### [Written task]
Reproduce all entries precisely, down to the last character.

### [Recorded data]

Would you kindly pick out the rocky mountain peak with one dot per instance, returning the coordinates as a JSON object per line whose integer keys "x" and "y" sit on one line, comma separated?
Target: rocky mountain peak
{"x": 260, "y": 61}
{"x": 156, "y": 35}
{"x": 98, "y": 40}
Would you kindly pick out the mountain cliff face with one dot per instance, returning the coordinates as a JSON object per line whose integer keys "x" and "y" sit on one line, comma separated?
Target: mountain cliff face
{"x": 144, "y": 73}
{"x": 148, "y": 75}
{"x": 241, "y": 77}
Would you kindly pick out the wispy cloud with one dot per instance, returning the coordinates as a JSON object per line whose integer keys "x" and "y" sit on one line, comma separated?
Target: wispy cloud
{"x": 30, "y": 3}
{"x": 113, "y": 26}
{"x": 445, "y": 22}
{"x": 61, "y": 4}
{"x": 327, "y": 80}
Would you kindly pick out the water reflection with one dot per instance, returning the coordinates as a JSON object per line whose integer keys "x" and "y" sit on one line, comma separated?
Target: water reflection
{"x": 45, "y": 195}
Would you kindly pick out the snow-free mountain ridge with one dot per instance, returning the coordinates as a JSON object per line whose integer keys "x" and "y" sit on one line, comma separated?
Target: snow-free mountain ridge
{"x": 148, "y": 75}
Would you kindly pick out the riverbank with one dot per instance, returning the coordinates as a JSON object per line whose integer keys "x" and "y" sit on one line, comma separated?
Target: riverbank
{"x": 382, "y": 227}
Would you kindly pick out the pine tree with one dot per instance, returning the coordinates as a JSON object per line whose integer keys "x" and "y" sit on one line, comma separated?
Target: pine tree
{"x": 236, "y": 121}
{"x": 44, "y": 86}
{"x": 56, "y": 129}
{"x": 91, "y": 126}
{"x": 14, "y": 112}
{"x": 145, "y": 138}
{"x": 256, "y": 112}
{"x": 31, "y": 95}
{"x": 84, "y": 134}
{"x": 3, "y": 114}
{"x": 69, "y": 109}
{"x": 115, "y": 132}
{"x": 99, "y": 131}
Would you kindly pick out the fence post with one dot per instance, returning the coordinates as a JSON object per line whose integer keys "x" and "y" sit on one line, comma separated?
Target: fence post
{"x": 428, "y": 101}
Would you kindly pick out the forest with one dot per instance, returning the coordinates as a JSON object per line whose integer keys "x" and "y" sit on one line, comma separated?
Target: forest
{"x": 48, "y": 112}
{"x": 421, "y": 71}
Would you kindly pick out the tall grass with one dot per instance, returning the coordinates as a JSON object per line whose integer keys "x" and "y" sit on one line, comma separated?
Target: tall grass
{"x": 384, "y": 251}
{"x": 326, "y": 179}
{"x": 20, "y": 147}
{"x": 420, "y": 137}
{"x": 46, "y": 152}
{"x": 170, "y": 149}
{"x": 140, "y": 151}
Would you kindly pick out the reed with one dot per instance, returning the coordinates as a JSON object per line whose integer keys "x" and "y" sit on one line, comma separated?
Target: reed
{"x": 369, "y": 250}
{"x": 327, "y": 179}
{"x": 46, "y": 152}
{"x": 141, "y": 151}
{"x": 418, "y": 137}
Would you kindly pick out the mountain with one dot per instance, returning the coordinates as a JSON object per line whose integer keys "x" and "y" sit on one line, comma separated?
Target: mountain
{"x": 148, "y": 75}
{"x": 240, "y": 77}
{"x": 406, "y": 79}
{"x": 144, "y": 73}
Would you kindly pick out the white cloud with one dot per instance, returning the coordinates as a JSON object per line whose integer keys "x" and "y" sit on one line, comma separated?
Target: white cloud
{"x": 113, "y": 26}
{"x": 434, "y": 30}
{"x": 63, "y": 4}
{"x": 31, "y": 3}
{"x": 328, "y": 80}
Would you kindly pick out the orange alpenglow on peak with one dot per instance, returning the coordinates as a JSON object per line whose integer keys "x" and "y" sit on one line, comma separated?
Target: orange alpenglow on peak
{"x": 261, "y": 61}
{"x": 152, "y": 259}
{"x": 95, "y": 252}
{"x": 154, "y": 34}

### [Response for this exercise]
Would you kindly pick out the rocky mountain peak with one dot per instance, returning the coordinates as a JSON object per line whose integer keys "x" and "y" sit on one line, comma separated?
Target: rocky mountain peak
{"x": 260, "y": 61}
{"x": 156, "y": 35}
{"x": 98, "y": 40}
Would you kindly pick out the mountain cliff face with one dot per instance, returning the coordinates as a JSON object per line whose integer keys "x" and "y" sit on one line, comma separated?
Target: mountain cliff face
{"x": 144, "y": 73}
{"x": 148, "y": 75}
{"x": 241, "y": 77}
Would you kindly pick out the wispy cloud with one dot per instance, returning the coordinates as a JSON object per line whose integer keys "x" and "y" sit on one line, comma separated?
Target: wispy cloud
{"x": 30, "y": 3}
{"x": 113, "y": 26}
{"x": 445, "y": 22}
{"x": 61, "y": 4}
{"x": 327, "y": 80}
Would you kindly pick out the water reflection with one dot per instance, returning the coordinates as a JSON object per line whose integer keys "x" and "y" sit on one line, comma separated?
Target: water reflection
{"x": 45, "y": 195}
Would you kindly pick out the snow-free mountain ridge with one dot per instance, returning the coordinates as a JSON object per line whose integer keys "x" and "y" sit on one line, comma separated?
Target: snow-free mountain ridge
{"x": 148, "y": 75}
Would you kindly pick out the riverbank with one dot per instance, returning the coordinates as a JSON object per line whose integer keys "x" and "y" sit on one line, comma separated?
Target: riverbank
{"x": 382, "y": 227}
Would you kindly pick out the pine tree with one dot per instance, returning the coordinates as a JSON object per line whose integer keys "x" and "y" sit on one line, comma separated?
Target: pine tree
{"x": 236, "y": 121}
{"x": 44, "y": 86}
{"x": 56, "y": 129}
{"x": 91, "y": 126}
{"x": 14, "y": 112}
{"x": 145, "y": 138}
{"x": 256, "y": 112}
{"x": 31, "y": 95}
{"x": 84, "y": 134}
{"x": 3, "y": 114}
{"x": 69, "y": 109}
{"x": 115, "y": 132}
{"x": 99, "y": 131}
Would you kindly pick out the fence post with one dot per instance, returning the coordinates as a JSON object per line whose integer keys "x" and "y" sit on one line, comma separated?
Target: fence post
{"x": 428, "y": 101}
Would you kindly pick out the forest with one dot per instance, returning the coordinates as a JSON object per line whose integer keys "x" and "y" sit on one line, comma separated?
Target: forest
{"x": 48, "y": 112}
{"x": 421, "y": 71}
Would you kindly pick out the tall grass with one dot per instance, returning the coordinates as a JSON object per line whose integer keys "x" and "y" sit on one line, comma separated?
Target: tall grass
{"x": 384, "y": 251}
{"x": 326, "y": 179}
{"x": 20, "y": 147}
{"x": 420, "y": 137}
{"x": 46, "y": 152}
{"x": 170, "y": 149}
{"x": 140, "y": 151}
Would you kindly pick out the reed with one dot per instance, returning the coordinates as a JSON object per line whose integer keys "x" and "y" sit on one line, comma separated?
Target: reed
{"x": 369, "y": 250}
{"x": 327, "y": 179}
{"x": 46, "y": 152}
{"x": 141, "y": 151}
{"x": 418, "y": 137}
Would you kindly pick out the mountain with one dot per instance, returning the coordinates as a JSON object per line whose integer keys "x" and "y" sit on one line, comma separated?
Target: mountain
{"x": 148, "y": 75}
{"x": 240, "y": 77}
{"x": 406, "y": 79}
{"x": 144, "y": 73}
Would you kindly pick out the white cloud with one dot per instance, returning the coordinates as a JSON object per line whose integer keys "x" and "y" sit on one line, comma separated?
Target: white cloud
{"x": 113, "y": 26}
{"x": 434, "y": 30}
{"x": 63, "y": 4}
{"x": 31, "y": 3}
{"x": 328, "y": 80}
Would you kindly pick out the orange alpenglow on peak with one dot per instance, returning the coordinates as a JSON object per line whose integer keys "x" and "y" sit on one line, comma separated?
Target: orange alpenglow on peak
{"x": 261, "y": 61}
{"x": 152, "y": 259}
{"x": 95, "y": 252}
{"x": 154, "y": 34}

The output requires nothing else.